→ Trecho do texto:

++++++++++

Para concluir o ciclo apocalíptico chegamos a Carnage, uma colaboração entre Nick e o multi-instrumentista Warren Ellis, já citado aqui, amigo de Cave e integrante dos Bad Seeds, é uma meditação relativamente tranquila sobre a salvação espiritual na era da solidão. Em cada uma das oito faixas do álbum, Cave tenta dar sentido ao seu lugar no mundo, conforme ele o vê desmoronando ao seu redor. Carnage mostra que o único artista que estava “preparado” para meses de bloqueio e distanciamento social por conta da profunda imersão em um contexto de mortes, com toda certeza seria Nick Cave, cuja musica vem lidando com o conceito de perda há algum tempo. Uma coisa é certa para quem acompanha a carreira do musico australiano e sua banda: o macabro é tema transversal de suas composições.


Na abertura do álbum, “Hand of God”, através de um blues disperso, porém barulhento e desconstrucionista, ele canta sobre pessoas que buscam o paraíso, transformando essa busca em uma história de sobrevivência, esperando por intervenção (aquele mesmo que em outrora, como já havia dito aqui antes, cantara “Eu não acredito em um Deus intervencionista”). É forte e evocativo, especialmente quando uma voz canta, "mão de deus", em falsete atrás de seu barítono. As cordas de Ellis se expandem ao seu redor, como ondas ultrapassando-o.


Boa parte das canções de Nick, principalmente nos últimos álbuns, vêm falando sobre se despedir de alguém que você ama, através de um movimento inverso essa mesma temática ganha áreas de reencontro. A faixa “Albuquerque”, por sinal minha preferida, fala sobre se sentir feliz diante de uma situação irreversível, ele canta “And we won't get to anywhere / Anytime this year, darling”, e sob a flutuação de sintetizadores chorosos ele complementa “Anytimes this year / we won´t get to anywhere, Darling”, a realidade desejada só é possível no campo imagético, mas efetivamente ela se torna acessível no fim.

++++++++++

→ Seção de dados:
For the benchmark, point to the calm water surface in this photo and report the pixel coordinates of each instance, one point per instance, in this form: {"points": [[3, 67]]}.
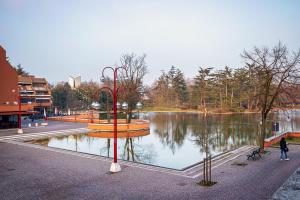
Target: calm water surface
{"points": [[178, 140]]}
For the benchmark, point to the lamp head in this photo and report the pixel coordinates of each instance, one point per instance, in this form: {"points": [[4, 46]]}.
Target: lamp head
{"points": [[139, 105], [96, 105], [102, 78], [125, 106], [118, 105]]}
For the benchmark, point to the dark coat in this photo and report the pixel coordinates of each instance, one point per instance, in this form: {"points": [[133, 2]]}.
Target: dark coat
{"points": [[283, 145]]}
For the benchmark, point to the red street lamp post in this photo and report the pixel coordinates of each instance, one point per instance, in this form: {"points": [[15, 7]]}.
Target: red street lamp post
{"points": [[115, 167], [20, 130]]}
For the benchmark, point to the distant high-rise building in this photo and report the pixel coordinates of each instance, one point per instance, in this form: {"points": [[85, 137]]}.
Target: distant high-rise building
{"points": [[74, 82]]}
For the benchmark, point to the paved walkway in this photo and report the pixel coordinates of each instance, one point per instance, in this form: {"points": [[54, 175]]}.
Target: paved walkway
{"points": [[29, 173]]}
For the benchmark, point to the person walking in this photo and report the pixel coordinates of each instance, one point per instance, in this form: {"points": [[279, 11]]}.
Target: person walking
{"points": [[283, 149]]}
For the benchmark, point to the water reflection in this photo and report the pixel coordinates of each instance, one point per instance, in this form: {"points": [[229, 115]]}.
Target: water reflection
{"points": [[177, 140]]}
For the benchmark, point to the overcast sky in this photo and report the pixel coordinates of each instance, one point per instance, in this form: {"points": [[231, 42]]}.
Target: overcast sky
{"points": [[58, 38]]}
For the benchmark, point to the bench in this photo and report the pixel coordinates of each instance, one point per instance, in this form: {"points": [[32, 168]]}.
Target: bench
{"points": [[254, 153]]}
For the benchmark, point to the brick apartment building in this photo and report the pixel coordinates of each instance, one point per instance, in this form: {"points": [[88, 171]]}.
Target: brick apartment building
{"points": [[34, 93]]}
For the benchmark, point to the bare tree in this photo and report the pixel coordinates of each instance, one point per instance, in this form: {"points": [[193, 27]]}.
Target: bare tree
{"points": [[137, 69], [277, 72]]}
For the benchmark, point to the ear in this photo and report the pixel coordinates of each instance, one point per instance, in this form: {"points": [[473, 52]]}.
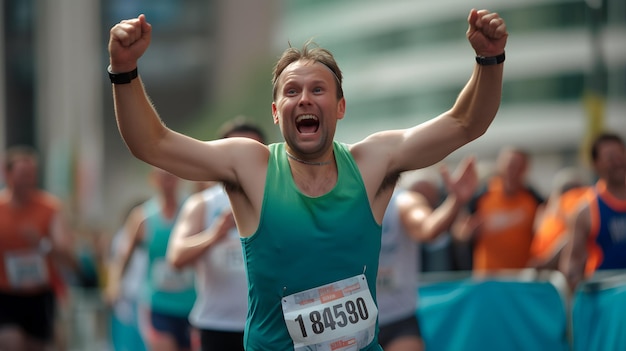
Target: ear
{"points": [[341, 108], [274, 113]]}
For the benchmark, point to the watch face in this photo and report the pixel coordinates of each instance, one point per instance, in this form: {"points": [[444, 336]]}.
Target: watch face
{"points": [[45, 245]]}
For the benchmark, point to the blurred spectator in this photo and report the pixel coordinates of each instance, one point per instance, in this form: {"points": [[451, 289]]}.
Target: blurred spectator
{"points": [[501, 224], [167, 294], [443, 252], [598, 239], [410, 219], [568, 189], [34, 242], [125, 332]]}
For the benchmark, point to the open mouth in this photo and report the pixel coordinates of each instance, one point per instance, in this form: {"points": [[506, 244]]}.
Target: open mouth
{"points": [[307, 124]]}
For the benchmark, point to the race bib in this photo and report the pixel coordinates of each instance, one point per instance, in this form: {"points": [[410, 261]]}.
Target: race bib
{"points": [[386, 280], [339, 316], [26, 269], [166, 278]]}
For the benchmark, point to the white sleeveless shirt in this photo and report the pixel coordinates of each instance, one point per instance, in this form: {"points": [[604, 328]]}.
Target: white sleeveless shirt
{"points": [[221, 285], [396, 285]]}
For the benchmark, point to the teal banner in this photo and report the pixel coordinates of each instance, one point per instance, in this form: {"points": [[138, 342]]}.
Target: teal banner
{"points": [[498, 314]]}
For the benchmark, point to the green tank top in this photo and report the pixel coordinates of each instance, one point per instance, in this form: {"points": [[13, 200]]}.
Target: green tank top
{"points": [[303, 243], [166, 290]]}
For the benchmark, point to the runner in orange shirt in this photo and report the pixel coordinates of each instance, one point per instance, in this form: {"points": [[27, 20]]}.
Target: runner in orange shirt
{"points": [[33, 236], [551, 234]]}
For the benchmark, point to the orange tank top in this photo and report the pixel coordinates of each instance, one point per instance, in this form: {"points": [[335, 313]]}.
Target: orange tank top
{"points": [[24, 266], [506, 228]]}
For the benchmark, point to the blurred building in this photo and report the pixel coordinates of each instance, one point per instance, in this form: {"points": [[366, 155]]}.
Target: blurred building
{"points": [[406, 61], [55, 93]]}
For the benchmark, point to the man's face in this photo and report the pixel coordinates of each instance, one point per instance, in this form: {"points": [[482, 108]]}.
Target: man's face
{"points": [[23, 173], [306, 106]]}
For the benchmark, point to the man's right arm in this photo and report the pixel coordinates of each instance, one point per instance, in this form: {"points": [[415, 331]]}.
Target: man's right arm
{"points": [[146, 135]]}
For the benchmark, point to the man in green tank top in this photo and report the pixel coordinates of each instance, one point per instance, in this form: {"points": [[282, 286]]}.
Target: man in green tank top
{"points": [[309, 208]]}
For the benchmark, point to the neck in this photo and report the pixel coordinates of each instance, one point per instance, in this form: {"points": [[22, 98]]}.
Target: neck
{"points": [[310, 163]]}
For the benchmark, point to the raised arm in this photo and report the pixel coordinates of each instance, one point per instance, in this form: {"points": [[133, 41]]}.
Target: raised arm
{"points": [[472, 112]]}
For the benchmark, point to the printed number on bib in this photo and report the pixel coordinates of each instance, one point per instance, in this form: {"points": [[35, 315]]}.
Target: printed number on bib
{"points": [[26, 269], [335, 316]]}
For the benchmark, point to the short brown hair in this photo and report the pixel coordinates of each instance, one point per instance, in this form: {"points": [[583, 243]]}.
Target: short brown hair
{"points": [[310, 51]]}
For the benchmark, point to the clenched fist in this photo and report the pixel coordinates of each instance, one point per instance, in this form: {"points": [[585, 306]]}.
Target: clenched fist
{"points": [[128, 40]]}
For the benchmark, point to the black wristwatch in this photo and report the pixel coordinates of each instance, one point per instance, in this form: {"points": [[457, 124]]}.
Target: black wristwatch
{"points": [[491, 60], [122, 78]]}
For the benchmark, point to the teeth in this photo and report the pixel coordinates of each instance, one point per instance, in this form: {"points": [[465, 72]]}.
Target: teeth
{"points": [[304, 117]]}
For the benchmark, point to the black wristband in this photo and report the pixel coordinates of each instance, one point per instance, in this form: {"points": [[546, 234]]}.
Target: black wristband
{"points": [[121, 78], [491, 60]]}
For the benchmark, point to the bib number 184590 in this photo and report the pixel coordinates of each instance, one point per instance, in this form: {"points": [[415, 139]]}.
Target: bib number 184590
{"points": [[338, 315]]}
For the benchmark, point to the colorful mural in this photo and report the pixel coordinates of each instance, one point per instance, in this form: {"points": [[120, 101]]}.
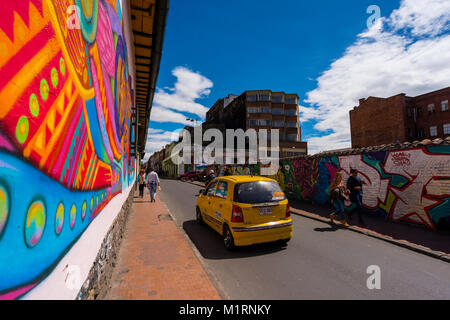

++++++++++

→ Enunciado: Resuma em duas frases o trecho sobre o álbum Carnage.

→ Exercício resolvido: Carnage, colaboração de Nick Cave com o multi-instrumentista Warren Ellis, é uma meditação relativamente tranquila sobre a salvação espiritual na era da solidão. Nela, Cave tenta dar sentido ao seu lugar num mundo que vê desmoronar: na abertura, “Hand of God”, canta pessoas que buscam o paraíso como uma história de sobrevivência, e em “Albuquerque” fala sobre se sentir feliz diante de uma situação irreversível.